### GIVEN EXERCISE 1
In the Rocketman review, which actor plays Bernie Taupin?
### GIVEN EXERCISE 2
Copy the Rocketman review word for word, from "From the catchy" up to and including "released this year.".

### PAGE EXCERPT
══════
From the catchy Don’t Go Breaking My Heart, the heart-wrenching Candle In The Wind through to the cinematic masterpiece Can You Feel The Love Tonight, Elton John has wowed music lovers with hit after hit since his first album was released to the public back in 1969.
Despite his popularity, it’s very rare that many people could tell you much about the life of Reginald Kenneth Dwight, the man behind the Elton John persona. Sure, there have been news headlines about his lavish lifestyle and his very public relationship with his husband David Furnish, but what the tabloids and John’s fans haven’t always been aware of is the pain felt by the man who always seemed to smile when on stage. The drug abuse and the fractured relationships were kept behind closed doors. It’s for that reason that Rocketman becomes one of the most important films released this year.
From the creative mind of director Dexter Fletcher, who also recently directed a large chunk of the award-winning Bohemian Rhapsody, comes a warts-and-all look at John. Nothing is hidden here at all. Screenwriter Lee Hall (who also wrote films such as Billy Elliott and War Horse) takes the audience on a journey through John’s life, showing them the cruel and almost non-existent relationship he had with his father (played here by Steven Mackintosh), the moment his life changed forever when he met his lifelong songwriting partner Bernie Taupin (Jamie Bell) through to the excessive lifestyle and drug abuse that almost ended with John dying in a swimming pool in front of his family and friends.
To Fletcher’s credit, Rocketman does all of this with a very unique twist. While the biggest weakness of Bohemian Rhapsody was the fact that the film seemed to just skirt over some of the issues in the life of the late, great Freddie Mercury, here Fletcher manages to delve deep into the emotional side of John’s life while keeping the film as flamboyant and loud as the man himself.
If you are expecting a dour drama as the more painful elements of John’s life are exposed for the audience to see – forget it! Instead Fletcher uses a little bit of creativity and has John pour out his life to a group of people in rehab, while moments of true drama and emotion are intercut with loud, colourful dreamscapes. The singer’s biggest hits are performed with theatrical sequences that wouldn’t be out of place during a big Broadway production.
In many ways, it’s a stroke of genius from Fletcher. Yes, some may criticise the film for taking on so many elements of a stage production, but given how entertaining and creative Fletcher is with the style aspect of the film, it ends up working remarkably well and mirrors the flamboyant actions of the man at the centre of the film.
What also makes Rocketman work so perfectly is, without a doubt, the casting. While some were sceptical, before even seeing the film, of the choice of young actor Taron Egerton to play the role of Elton John, his performance should easily silence those critics and shows Hollywood that he’s undoubtedly a star on the rise. While mainly known for his action performances in films like Robin Hood and of course the Kingsman franchise, here Egerton is asked to go out of his comfort zone and instead dance and sing while, at times, also delivering truly deep, emotional moments of intense acting when it’s called for him to do so.
══════
### EXTRACTED DATA
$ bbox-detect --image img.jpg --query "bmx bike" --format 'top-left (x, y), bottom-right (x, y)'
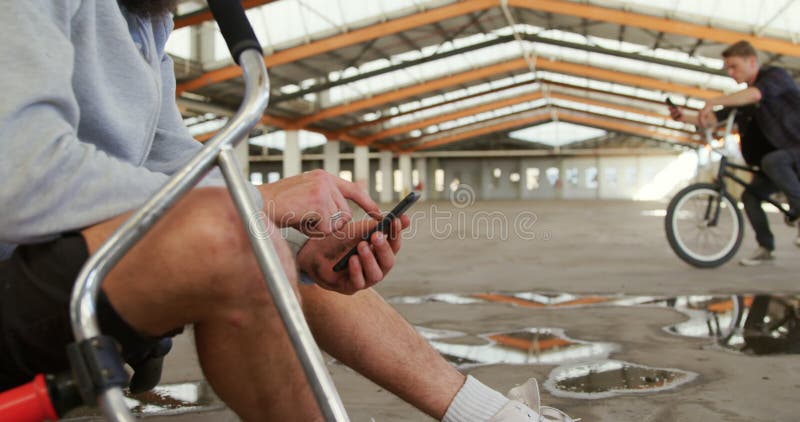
top-left (664, 112), bottom-right (789, 268)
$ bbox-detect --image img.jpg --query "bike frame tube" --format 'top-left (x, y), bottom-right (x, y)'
top-left (70, 49), bottom-right (347, 422)
top-left (219, 146), bottom-right (349, 421)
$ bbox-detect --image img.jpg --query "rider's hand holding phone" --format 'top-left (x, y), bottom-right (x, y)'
top-left (333, 192), bottom-right (420, 272)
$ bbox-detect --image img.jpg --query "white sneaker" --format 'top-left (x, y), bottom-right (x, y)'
top-left (491, 378), bottom-right (580, 422)
top-left (739, 246), bottom-right (775, 267)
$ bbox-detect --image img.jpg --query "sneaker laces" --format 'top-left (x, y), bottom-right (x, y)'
top-left (508, 378), bottom-right (581, 422)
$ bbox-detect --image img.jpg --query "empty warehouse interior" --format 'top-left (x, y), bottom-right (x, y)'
top-left (0, 0), bottom-right (800, 422)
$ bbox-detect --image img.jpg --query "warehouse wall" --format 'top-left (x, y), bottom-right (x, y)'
top-left (250, 152), bottom-right (697, 204)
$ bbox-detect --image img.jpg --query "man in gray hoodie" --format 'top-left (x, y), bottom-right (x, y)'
top-left (0, 0), bottom-right (566, 421)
══════
### WORKED ANSWER 1
Jamie Bell

### WORKED ANSWER 2
From the catchy Don’t Go Breaking My Heart, the heart-wrenching Candle In The Wind through to the cinematic masterpiece Can You Feel The Love Tonight, Elton John has wowed music lovers with hit after hit since his first album was released to the public back in 1969.
Despite his popularity, it’s very rare that many people could tell you much about the life of Reginald Kenneth Dwight, the man behind the Elton John persona. Sure, there have been news headlines about his lavish lifestyle and his very public relationship with his husband David Furnish, but what the tabloids and John’s fans haven’t always been aware of is the pain felt by the man who always seemed to smile when on stage. The drug abuse and the fractured relationships were kept behind closed doors. It’s for that reason that Rocketman becomes one of the most important films released this year.